Things to do:
1. In the article on the costs risk of challenging a will, translate this sentence into Spanish: "Interestingly, his daughter had been provided for in a previous Will, however the Deceased amended the Will a mere matter of months before he died in 2012."
2. Carry on the article on the costs risk of challenging a will, beginning right after its last sentence.

Costs risk of challenging a will

July 21, 2016

The recent case of Elliott .v. Simmonds, before the High Court in England (2016 EWHC 962(Ch)) has highlighted the risks of claimants pursuing weak will challenges and acting obstructively in proceedings before the Court.

This case has been widely publicised, the multi millionaire Kenneth Jordan (“the Deceased”), left his entire Estate to his partner, disinheriting his daughter. Interestingly, his daughter had been provided for in a previous Will, however the Deceased amended the Will a mere matter of months before he died in 2012.  In such circumstances it would have been advisable for the Testator to have left detailed reasons why they sought to disinherit a family member.

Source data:
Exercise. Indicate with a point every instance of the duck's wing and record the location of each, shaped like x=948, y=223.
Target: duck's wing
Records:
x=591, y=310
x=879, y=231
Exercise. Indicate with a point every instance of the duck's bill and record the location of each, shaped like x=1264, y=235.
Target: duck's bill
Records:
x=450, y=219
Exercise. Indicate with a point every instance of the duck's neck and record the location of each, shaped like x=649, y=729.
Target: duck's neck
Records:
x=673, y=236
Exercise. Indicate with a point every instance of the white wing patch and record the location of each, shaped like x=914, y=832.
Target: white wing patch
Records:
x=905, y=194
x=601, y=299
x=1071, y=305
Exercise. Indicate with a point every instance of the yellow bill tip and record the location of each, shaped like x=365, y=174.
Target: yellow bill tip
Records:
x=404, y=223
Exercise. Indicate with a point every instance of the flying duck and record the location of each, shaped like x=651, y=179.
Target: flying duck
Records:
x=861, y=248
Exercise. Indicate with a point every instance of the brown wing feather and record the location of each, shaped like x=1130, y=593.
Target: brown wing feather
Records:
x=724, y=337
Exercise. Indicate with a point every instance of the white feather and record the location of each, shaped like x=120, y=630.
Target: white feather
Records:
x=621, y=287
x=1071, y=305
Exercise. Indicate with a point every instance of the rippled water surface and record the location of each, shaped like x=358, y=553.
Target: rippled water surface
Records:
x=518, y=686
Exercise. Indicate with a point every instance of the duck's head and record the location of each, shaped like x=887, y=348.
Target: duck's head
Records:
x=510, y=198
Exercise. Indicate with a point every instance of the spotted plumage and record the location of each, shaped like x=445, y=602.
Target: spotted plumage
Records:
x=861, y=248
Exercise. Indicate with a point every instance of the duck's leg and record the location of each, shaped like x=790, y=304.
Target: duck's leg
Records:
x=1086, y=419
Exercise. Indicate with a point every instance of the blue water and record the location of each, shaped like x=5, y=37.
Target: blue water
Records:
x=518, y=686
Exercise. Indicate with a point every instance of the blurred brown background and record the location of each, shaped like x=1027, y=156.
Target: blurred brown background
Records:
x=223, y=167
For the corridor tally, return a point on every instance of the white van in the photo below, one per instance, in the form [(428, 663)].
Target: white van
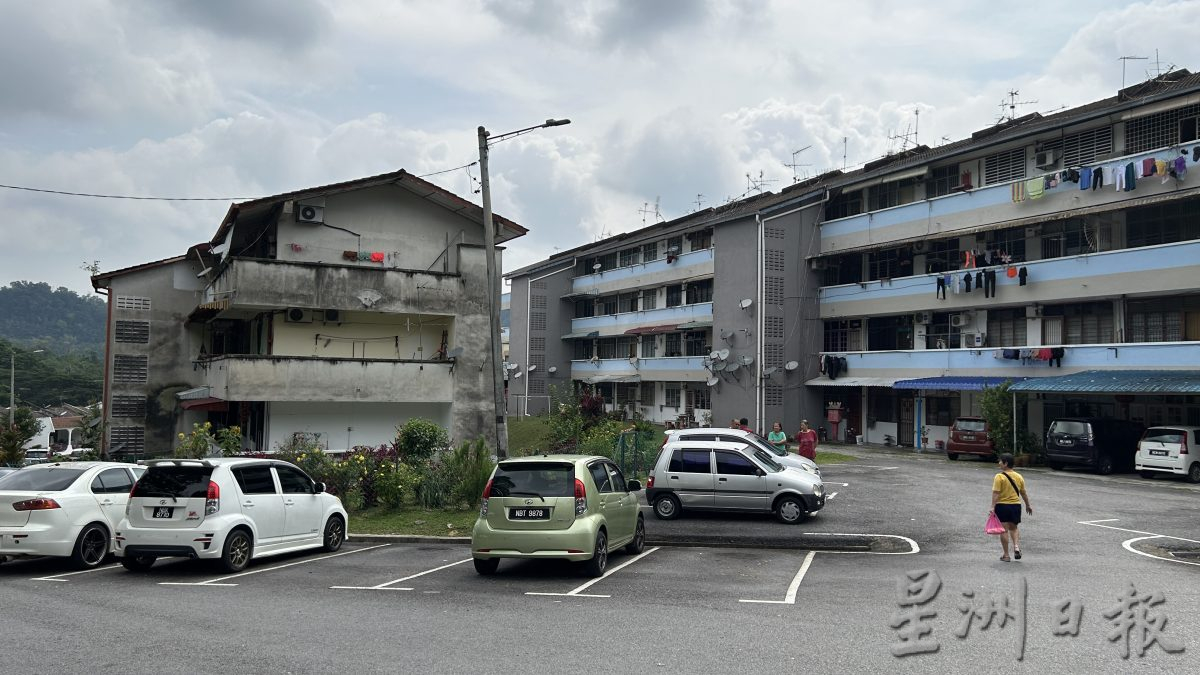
[(1169, 449)]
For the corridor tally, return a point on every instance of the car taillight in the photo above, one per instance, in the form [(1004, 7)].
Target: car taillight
[(483, 501), (214, 502), (40, 503)]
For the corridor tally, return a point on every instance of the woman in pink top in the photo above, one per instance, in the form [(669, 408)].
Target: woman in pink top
[(807, 440)]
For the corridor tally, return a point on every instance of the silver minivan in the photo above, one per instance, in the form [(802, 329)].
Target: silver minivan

Results for each task:
1. Curiosamente, en un testamento anterior se había previsto una disposición a favor de su hija; sin embargo, el Fallecido modificó el testamento apenas unos meses antes de morir en 2012.

2.
Due to the significant change in the entitlement under his Will, the Courts sought to confirm the testamentary capacity of the Deceased in respect of the 2012 Will. They looked to the test for testamentary capacity as set out in the Banks .v. Goodfellow case, where a Testator is required to:

  1. Understand the nature of the Will and its effect;
  2. Understand and have some idea of the extent of the property of which they are disposing under the Will;
  3. Be aware of the persons for whom the Testator would usually be expected to provide for, and as to which he/she ought to give effect to i.e. any claims for existing family members, who would expect to be left something in the Will;
  4. To be free from any delusion of the mind that would cause him reason not to benefit those people.

The Court held that the Deceased had testamentary capacity, and also highlighted to solicitors the key importance of taking detailed attendance notes upon signature of a Will. In such circumstances where there is an aged Testator, it is good practice for the solicitor to obtain a note from a medical practitioner confirming that the Testator has testamentary capacity (the ‘golden rule’).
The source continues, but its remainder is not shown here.